# how many times to kitten poo a day?



## o3osaraho3o (Oct 8, 2019)

My BSH 4 months old kitten used to poo once a day, always after having breakfast between 9:00-9:30 am.

This somehow changed a few weeks ago that he would go for poo once or twice a day at anytime randomly.

The poo shape and colour and everything look normal but just wanted to ask (as Im new and total beginner)
if that's normal for kittens to change and increase their poo times as they grow

I haven't changed the amount of food he eats. Its given the same exact amount so was just curious haha I know this probably isn't something to be seriously concerned about.
But would be great if you guys share what you know and how your cats are


----------



## o3osaraho3o (Oct 8, 2019)

ah and also another thing, do you guys wipe cat's bum after the poo?

I didn't for the first few weeks but he likes to come up on my bed and sits on the pillow, which sometimes left nice brown marks everywhere lol

so I tend to wipe his bum gently (more like tapping) after he use the litter for poo, would that be too stressful to him?


----------



## lorilu (Sep 6, 2009)

What's his diet?

Excessive poop means he's not digesting his food, as does poop that is soft and getting smeared on his bottom. I don't think two poops a day is unusual for a kitten, but since up until now he was only going once and if it's so soft it's getting smeared on his bottom there is definitely something going on.

Stools should be firm and formed two or three tootsie roll shaped pieces, that shouldn't leave residue on him.


----------



## o3osaraho3o (Oct 8, 2019)

lorilu said:


> What's his diet?
> 
> Excessive poop means he's not digesting his food, as does poop that is soft and getting smeared on his bottom. I don't think two poops a day is unusual for a kitten, but since up until now he was only going once and if it's so soft it's getting smeared on his bottom there is definitely something going on.
> 
> Stools should be firm and formed two or three tootsie roll shaped pieces, that shouldn't leave residue on him.


Hey thanks for the advise
Stools aren't soft. It looks the same as before. They are firm, with shapes you described. I was more talking about wee tiny almost like powdery bits on that anus area which happens sometimes. It's hard to describe but I wouldn't call it as residue..


----------



## Tetley&Kenco (Aug 21, 2019)

My 5 month old BSHs poop about 2-4 times per day!


----------



## SbanR (Jun 16, 2017)

Stored dataset lines

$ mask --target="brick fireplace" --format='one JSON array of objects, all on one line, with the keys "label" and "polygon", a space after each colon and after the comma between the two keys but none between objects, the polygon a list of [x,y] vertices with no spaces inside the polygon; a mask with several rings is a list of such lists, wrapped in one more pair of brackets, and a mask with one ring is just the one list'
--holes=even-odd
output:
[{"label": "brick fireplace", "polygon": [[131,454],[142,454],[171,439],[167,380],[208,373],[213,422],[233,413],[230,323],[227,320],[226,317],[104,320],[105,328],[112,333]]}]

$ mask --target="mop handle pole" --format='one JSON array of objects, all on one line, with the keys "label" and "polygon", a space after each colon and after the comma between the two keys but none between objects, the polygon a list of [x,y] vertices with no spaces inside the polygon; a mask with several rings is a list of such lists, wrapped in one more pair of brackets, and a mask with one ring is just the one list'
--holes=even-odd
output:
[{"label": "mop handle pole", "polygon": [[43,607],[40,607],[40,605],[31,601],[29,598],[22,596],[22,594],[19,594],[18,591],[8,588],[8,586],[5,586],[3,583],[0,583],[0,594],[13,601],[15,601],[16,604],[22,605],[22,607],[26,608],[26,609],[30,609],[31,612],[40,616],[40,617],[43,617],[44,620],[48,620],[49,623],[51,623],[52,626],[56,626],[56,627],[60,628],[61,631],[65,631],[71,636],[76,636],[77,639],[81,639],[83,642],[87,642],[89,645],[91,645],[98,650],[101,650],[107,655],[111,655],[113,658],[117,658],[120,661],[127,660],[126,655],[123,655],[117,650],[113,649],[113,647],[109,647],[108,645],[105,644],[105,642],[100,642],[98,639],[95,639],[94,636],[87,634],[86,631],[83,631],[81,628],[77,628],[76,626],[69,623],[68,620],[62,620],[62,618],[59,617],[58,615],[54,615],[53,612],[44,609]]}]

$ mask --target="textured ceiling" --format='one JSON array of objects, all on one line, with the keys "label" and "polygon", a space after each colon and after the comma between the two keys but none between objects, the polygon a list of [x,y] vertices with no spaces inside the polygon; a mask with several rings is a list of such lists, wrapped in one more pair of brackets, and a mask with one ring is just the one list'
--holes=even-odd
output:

- REQUIRED ACTIONS -
[1] Please copy from the thread on kitten poop the part that opens with the words containing "ah and also" and closes with "stressful to him?".
[2] Answer these questions from the thread on kitten poop:
(a) How old is the kitten in the opening post?
(b) Between what times did the kitten used to poo after breakfast?
(c) How many times a day do the 5 month old BSHs of Tetley&Kenco poop?

- EXPECTED RESULTS -
[1]
ah and also another thing, do you guys wipe cat's bum after the poo?

I didn't for the first few weeks but he likes to come up on my bed and sits on the pillow, which sometimes left nice brown marks everywhere lol

so I tend to wipe his bum gently (more like tapping) after he use the litter for poo, would that be too stressful to him?

[2]
(a) 4 months old.
(b) Between 9:00 and 9:30 am.
(c) About 2 to 4 times per day.